▸ Listed entries
□ □ □ □ □
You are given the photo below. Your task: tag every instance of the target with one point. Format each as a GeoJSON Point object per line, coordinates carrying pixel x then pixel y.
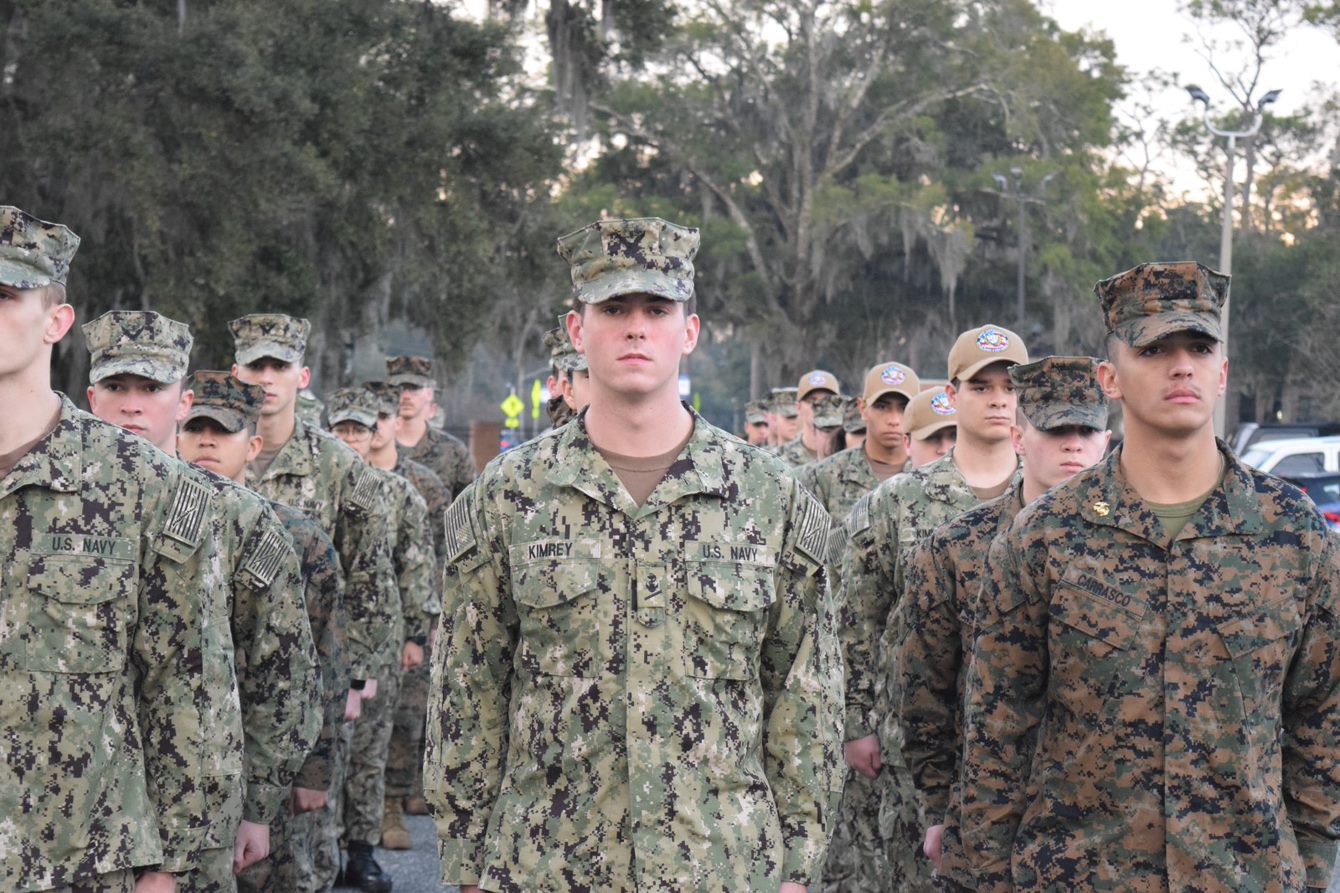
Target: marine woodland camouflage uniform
{"type": "Point", "coordinates": [437, 449]}
{"type": "Point", "coordinates": [942, 578]}
{"type": "Point", "coordinates": [1190, 684]}
{"type": "Point", "coordinates": [634, 697]}
{"type": "Point", "coordinates": [260, 664]}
□ □ □ □ □
▸ What is being asked
Give an exact copy of the material, leaving out every picture.

▸ Answer space
You are given the photo below. Your task: tag every instance of the target with one point. Format each as a GeoJSON Point object per line, coordinates carrying pixel x then pixel y.
Target: marine woodland camouflage uniform
{"type": "Point", "coordinates": [437, 449]}
{"type": "Point", "coordinates": [942, 578]}
{"type": "Point", "coordinates": [1190, 684]}
{"type": "Point", "coordinates": [634, 697]}
{"type": "Point", "coordinates": [260, 664]}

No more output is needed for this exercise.